= Exercise objective =
Rewrite all of the lines below, replacing every occurrence of "set a point" with "place a marker" and changing nothing else. Omit the pictures from your answer.

= Exercise data =
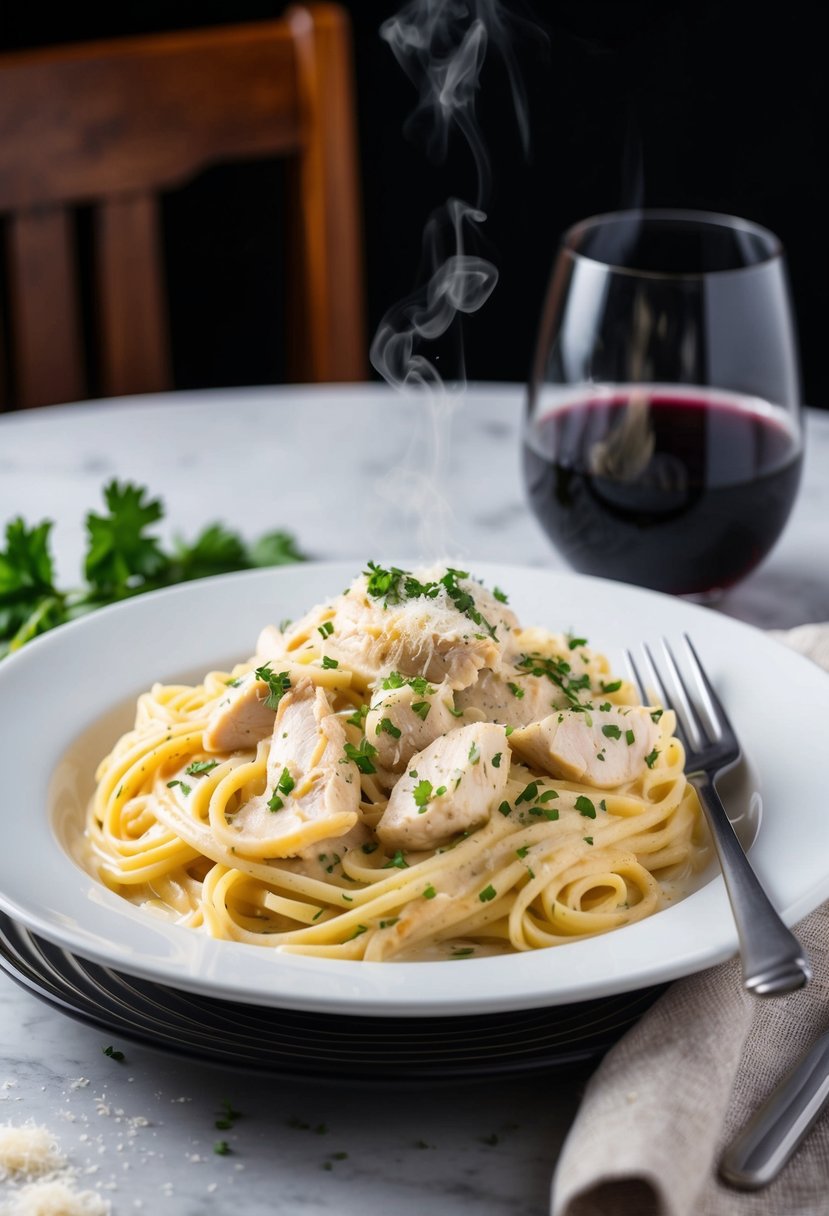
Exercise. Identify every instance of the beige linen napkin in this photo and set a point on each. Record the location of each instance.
(669, 1097)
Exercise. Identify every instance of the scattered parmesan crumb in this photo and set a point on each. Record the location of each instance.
(29, 1149)
(55, 1198)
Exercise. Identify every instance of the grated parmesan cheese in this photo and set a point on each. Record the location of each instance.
(55, 1198)
(28, 1150)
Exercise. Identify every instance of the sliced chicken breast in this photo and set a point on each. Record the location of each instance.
(313, 791)
(406, 716)
(241, 719)
(451, 787)
(412, 623)
(603, 748)
(509, 696)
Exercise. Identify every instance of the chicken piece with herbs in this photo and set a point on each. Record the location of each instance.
(603, 748)
(313, 789)
(405, 715)
(438, 624)
(451, 787)
(244, 715)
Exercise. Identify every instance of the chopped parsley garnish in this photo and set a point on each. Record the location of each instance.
(395, 680)
(277, 684)
(422, 793)
(359, 716)
(286, 782)
(361, 755)
(199, 767)
(387, 726)
(395, 585)
(558, 671)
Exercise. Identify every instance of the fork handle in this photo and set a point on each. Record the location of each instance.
(773, 961)
(768, 1140)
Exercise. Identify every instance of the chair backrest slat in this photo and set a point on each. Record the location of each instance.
(133, 316)
(113, 124)
(46, 336)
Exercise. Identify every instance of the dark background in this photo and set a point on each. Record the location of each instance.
(703, 105)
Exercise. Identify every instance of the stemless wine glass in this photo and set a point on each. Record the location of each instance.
(664, 440)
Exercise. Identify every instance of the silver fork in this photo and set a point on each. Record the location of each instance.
(772, 958)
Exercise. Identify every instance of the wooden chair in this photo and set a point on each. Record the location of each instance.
(113, 124)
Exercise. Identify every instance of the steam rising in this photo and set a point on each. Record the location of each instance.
(441, 46)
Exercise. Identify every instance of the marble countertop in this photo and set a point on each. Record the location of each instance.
(349, 472)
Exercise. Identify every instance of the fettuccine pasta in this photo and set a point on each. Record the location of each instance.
(404, 773)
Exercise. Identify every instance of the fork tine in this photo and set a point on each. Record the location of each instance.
(714, 705)
(637, 679)
(692, 721)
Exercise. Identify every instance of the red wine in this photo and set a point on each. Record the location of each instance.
(678, 493)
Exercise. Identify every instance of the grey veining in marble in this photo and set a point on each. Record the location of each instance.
(347, 471)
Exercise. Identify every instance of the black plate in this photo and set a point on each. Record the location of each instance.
(316, 1046)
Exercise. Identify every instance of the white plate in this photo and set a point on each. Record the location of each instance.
(66, 697)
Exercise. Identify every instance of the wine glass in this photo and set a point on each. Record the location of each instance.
(664, 442)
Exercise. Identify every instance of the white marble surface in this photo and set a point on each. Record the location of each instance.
(340, 468)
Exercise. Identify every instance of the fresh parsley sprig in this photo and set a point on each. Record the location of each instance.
(123, 558)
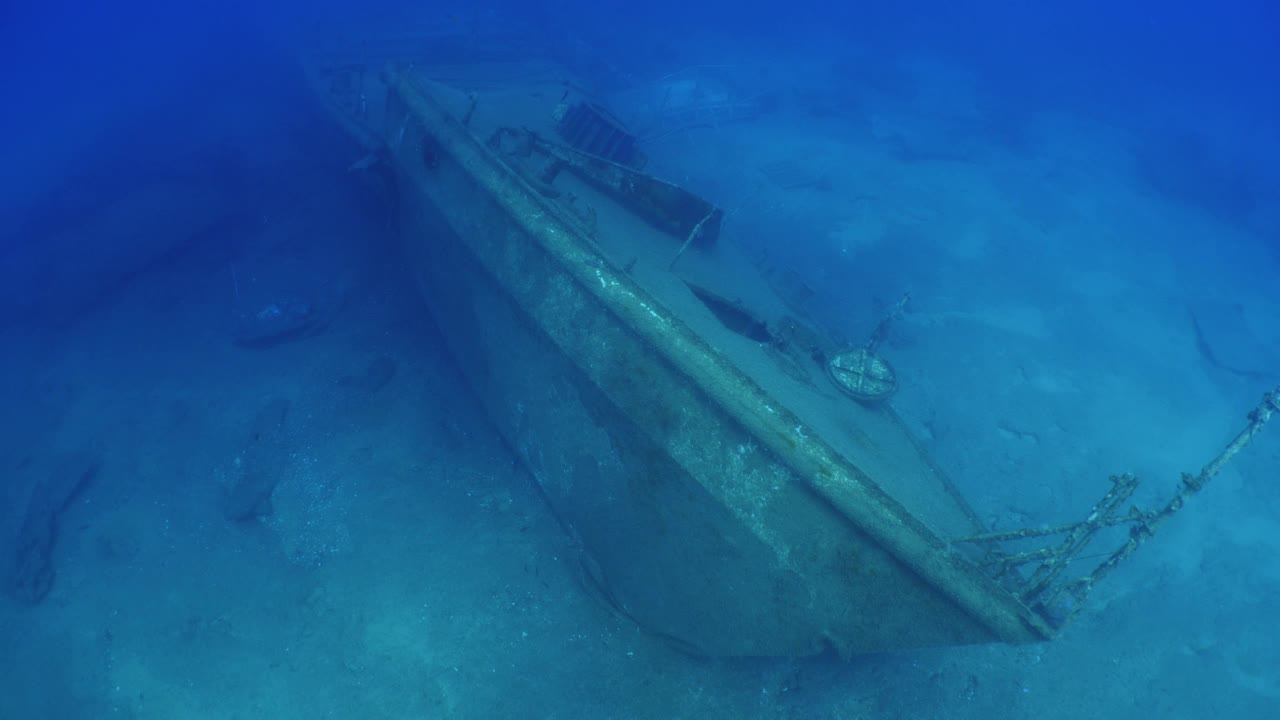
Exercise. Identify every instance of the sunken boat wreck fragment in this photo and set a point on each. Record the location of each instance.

= Solution =
Exercise. Identify every instance of the beige linen napkin in this photo and place a marker on each. Record the location of each instance.
(669, 1097)
Exercise. Identify every instance of the scattered parmesan crumb in this photo and place a marker on each. Record the location of each instance.
(29, 1149)
(55, 1198)
Exercise. Identify every instance of the grated parmesan cheese in this photo and place a marker on each. Record the location of each instance.
(55, 1198)
(28, 1150)
Exercise. Identify every instance of the sliced chicken breast in this photo and place a marker on each. Record the location of each instance.
(313, 791)
(406, 716)
(241, 719)
(451, 787)
(412, 623)
(603, 748)
(509, 696)
Exercise. Identify every instance of the chicken piece with herbs in this photo and place a marker on each. Record the location of each instance.
(603, 748)
(313, 789)
(405, 715)
(438, 624)
(451, 787)
(244, 715)
Exercise. Identify every instance of the chopped parsley garnish in this photo and place a marker on each. Record the location of each instance.
(395, 680)
(277, 684)
(422, 793)
(359, 716)
(286, 782)
(361, 755)
(199, 767)
(387, 726)
(395, 585)
(558, 671)
Exercise. Identify every instance of the fork handle in this photo and place a marker on each. Record the location of each instance.
(773, 961)
(768, 1140)
Exercise. Identify every instance of the chair backrest slat in this photo and place a marker on each. Record the location of each instance.
(133, 316)
(113, 124)
(46, 336)
Exercise. Identify every instance of the dark background in this photo and place a marker on each. Record the location of each instance.
(703, 105)
Exercise. Identify every instance of the stemless wine glass in this photo and place a marker on each. Record the location of each instance.
(664, 440)
Exercise. Identify every instance of the silver fork in this photo and place a marker on each. Record the location of each instance.
(772, 958)
Exercise. Identify every instance of the wooden chair in this photo and place a marker on each. Record the location of each instance.
(113, 124)
Exercise. Identify every instance of the steam rising in this photo and place a marker on each. Record the location of each instance.
(441, 46)
Exercise. Identify every instance of the marble countertop in this photo and place a marker on each. Record the location of each instance.
(349, 472)
Exercise. Identify every instance of the fettuccine pasta in this photo and place a marker on each. Record the location of each instance.
(404, 773)
Exercise. Identify every instance of the fork tine in this photo and place a marker on each. Record the location of each instance.
(714, 705)
(637, 679)
(692, 721)
Exercise. Identify every instance of the red wine in this photo and place a marker on each. Record the location of each instance.
(678, 493)
Exercise. Identify every instance of the grey veining in marble in this photo and place a marker on each. Record the location of each instance.
(347, 471)
Exercise. Identify every instance of the black plate in this photo and place a marker on each. Record the location of each instance.
(316, 1046)
Exercise. Identify every instance of the white plate in this photo and place a marker on each. Record the location of each instance.
(66, 697)
Exercise. Identify every instance of the wine glass in this photo and place a marker on each. Record the location of each instance.
(664, 442)
Exercise. Identify every instance of the white marble surface in this photo and place a marker on each. Record the location of each instance.
(340, 468)
Exercise. Identify every instance of the fresh parsley sprig in this photo and place a marker on each. Record the location of each instance.
(123, 558)
Exercise. Identify every instance of the sunken boat wreck fragment in this photo and place a marker on each. Record the location of each instance.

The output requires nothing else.